Excerpt:
§ §
Francisco José Tapia

10:04 p.m.

I forget to mention the Windows version of the benchmark. I supouse, they results will be similar to the obtained in Linux. I will prepare, too With all the information, we can decide the best solution if exist. Thanks Francisco Tapia 2014-12-22 22:56 GMT+01:00 Francisco José Tapia <fjtapia@gmail.com>:

...

Hi Steven,

I had been working about the memory used by the different algorithms, specially the stable algorithms. I developed a low memory algorithm circular_stable_sort, which use only a 10% more of memory, and the speed decrease around 15% with small objects and with big objects is similar to the merge_sort

I was looking too, the TimSort algorithm. I found a C++ implementation in https://github.com/gfx/cpp-TimSort .

I inserted this algorithm in the benchmark programs. With small objects, the speed is slower than the stable sort and merge_sort, and have a good performance with big objects, greater than 64 bits. It's logic the decision of Java and Python, because they must order objects, usually non contiguous and bigger than the naked number.

For the measure of the memory used by the program I use the command /usr/bin/time -v program_to_execute. I take the benchmark_algorithm_04 (100000000 uint64_t numbers), and comment all the invocations to the algorithms , except one, compile, and run in a terminal with the command /usr/bin/time -v benchmark_sort_04.

I repeat this process with all the algorithms for to know the memory used by each algorithm.

Algorithm

Memory used

std::sort

1 565 456

countertree::intro_sort

1 565 280

GCC parallel::sort

2 346 868

tbb::parallel_sort

1 565 696

countertree::parallel_sort

1 565 468

std::stable_sort

1 957 232

countertree::merge_sort

1 955 908

countertree::circular_merge_sort

1 696 316

sfx::timsort

1 996 364

parallel::stable_sort

2 742 384

countertree::parallel_merge_sort

1 956 636

I checked the time with benchmark_sort_05, with copy all the structure in the operation = and in the copy constructor. The number of elements in each sort is 800000000/size of the element in bytes

8

bytes

16

bytes

32

bytes

48

bytes

64

bytes

128

bytes

256

bytes

std::stable_sort

16.99

10.36

9.75

9.62

8.85

8.89

10.25

countertree::merge_sort

16.96

10.38

8.13

7.44

7.10

6.67

9.01

countertree::circular_merge_sort

19.77

12.80

8.81

7.61

7.01

6.48

8.62

timsort

22.89

13.43

10.12

8.33

7.70

7.00

8.62

parallel::stable_sort

9.68

8.91

8.90

8.90

8.23

8.21

7.72

countertree::parallel_merge_sort

7.04

5.96

5.74

5.70

5.64

5.54

5.94

About the stable sort of tbb, I see, but I didn't have time to examine and check in deep. But be quiet. The benchmark_sort indirect shows

Size of element 48 Number of elements :16666666

parallel_sort :2.53964 sec

indirect_parallel_sort :5.70979 sec

parallel_stable_sort :5.73186 sec

indirect_parallel_stable_sort :5.59269 sec

Size of element 64 Number of elements :12500000

parallel_sort :2.59812 sec

indirect_parallel_sort :4.1553 sec

parallel_stable_sort :5.63771 sec

indirect_parallel_stable_sort :3.95266 sec

Size of element 128 Number of elements :6250000

parallel_sort :2.28648 sec

indirect_parallel_sort :2.34792 sec

parallel_stable_sort :5.62879 sec

indirect_parallel_stable_sort :2.30188 sec

Size of element 256 Number of elements :3125000

parallel_sort :2.05017 sec

indirect_parallel_sort :1.50661 sec

parallel_stable_sort :5.85409 sec

indirect_parallel_stable_sort :1.48561 sec

As you can see with a 256 bytes of size the indirect parallel_stable_sort is 3 times faster. And the indirect_sort is a 25% faster.
§ §
Given task 1: Report how many lines in the records below contain the word "dipping". Give only the number.

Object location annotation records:
§ §
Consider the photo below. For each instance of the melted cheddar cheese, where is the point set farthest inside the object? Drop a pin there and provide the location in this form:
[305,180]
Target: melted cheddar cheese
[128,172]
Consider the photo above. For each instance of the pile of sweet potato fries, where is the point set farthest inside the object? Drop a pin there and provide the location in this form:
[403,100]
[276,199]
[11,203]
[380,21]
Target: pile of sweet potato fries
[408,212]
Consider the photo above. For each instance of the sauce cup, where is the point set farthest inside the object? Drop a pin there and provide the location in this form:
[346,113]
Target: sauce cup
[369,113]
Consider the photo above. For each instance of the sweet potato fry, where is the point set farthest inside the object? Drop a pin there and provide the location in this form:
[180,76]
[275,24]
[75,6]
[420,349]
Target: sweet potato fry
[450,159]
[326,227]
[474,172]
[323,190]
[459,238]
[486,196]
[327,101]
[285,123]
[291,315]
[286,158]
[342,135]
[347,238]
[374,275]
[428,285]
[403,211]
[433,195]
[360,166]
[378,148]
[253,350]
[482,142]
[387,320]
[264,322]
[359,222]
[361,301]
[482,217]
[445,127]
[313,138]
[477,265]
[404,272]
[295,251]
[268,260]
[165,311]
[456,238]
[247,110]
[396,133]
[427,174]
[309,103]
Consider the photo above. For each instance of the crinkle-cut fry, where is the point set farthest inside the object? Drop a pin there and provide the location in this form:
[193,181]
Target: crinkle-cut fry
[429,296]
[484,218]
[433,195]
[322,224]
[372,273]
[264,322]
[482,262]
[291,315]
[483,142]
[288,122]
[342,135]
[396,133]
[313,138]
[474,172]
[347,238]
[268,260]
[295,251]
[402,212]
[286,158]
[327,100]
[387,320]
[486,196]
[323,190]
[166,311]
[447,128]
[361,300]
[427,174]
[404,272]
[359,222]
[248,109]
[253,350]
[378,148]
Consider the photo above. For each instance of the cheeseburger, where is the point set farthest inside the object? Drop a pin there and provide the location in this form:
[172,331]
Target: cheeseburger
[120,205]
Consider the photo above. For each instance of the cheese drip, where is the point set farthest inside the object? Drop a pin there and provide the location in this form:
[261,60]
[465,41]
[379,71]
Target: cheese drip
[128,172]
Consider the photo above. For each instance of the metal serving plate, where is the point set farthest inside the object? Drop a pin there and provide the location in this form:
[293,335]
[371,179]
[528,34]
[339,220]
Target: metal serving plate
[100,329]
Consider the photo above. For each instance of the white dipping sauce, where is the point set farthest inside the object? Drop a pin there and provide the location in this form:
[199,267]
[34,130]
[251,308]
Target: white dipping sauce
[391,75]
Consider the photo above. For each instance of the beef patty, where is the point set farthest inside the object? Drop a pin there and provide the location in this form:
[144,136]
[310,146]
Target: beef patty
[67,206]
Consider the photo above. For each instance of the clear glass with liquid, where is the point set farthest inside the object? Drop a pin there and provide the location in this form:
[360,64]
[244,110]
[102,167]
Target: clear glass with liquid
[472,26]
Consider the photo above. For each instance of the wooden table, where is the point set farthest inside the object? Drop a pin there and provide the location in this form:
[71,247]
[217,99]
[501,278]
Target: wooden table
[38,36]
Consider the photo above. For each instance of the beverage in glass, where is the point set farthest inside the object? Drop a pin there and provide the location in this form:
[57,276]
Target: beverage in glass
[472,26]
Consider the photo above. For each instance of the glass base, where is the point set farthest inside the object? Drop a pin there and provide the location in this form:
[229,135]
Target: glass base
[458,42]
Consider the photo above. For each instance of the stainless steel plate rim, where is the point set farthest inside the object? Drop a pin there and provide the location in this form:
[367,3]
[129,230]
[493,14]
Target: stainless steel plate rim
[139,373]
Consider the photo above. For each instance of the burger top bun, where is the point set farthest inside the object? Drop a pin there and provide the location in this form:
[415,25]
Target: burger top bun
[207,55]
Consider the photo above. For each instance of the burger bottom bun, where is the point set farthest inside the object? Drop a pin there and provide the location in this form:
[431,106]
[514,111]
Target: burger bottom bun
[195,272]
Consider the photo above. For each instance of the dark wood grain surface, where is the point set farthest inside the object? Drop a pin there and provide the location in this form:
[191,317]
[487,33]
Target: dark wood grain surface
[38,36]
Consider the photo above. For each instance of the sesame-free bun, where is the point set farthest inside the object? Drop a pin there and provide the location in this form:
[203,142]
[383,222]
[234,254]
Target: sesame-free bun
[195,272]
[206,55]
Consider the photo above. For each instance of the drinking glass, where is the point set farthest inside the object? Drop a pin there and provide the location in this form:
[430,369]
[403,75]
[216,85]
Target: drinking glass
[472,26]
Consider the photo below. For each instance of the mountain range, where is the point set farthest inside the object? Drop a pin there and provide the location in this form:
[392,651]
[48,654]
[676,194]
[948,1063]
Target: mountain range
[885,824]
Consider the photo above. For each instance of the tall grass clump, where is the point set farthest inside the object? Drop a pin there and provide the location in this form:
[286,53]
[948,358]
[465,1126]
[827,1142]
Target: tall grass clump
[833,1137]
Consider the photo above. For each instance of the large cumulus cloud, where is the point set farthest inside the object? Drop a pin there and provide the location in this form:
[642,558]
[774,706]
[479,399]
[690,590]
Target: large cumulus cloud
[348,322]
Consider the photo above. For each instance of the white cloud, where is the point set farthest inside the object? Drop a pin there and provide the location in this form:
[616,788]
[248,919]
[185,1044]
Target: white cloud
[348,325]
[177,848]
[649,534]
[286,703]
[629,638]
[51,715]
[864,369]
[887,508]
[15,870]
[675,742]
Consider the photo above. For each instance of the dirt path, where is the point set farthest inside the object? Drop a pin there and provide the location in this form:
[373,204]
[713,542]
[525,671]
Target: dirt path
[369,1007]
§ §
Given task 2: List the element sizes given in the indirect benchmark results of the sorting benchmark post above.

Worked answer 1: 2

Worked answer 2: 48, 64, 128, 256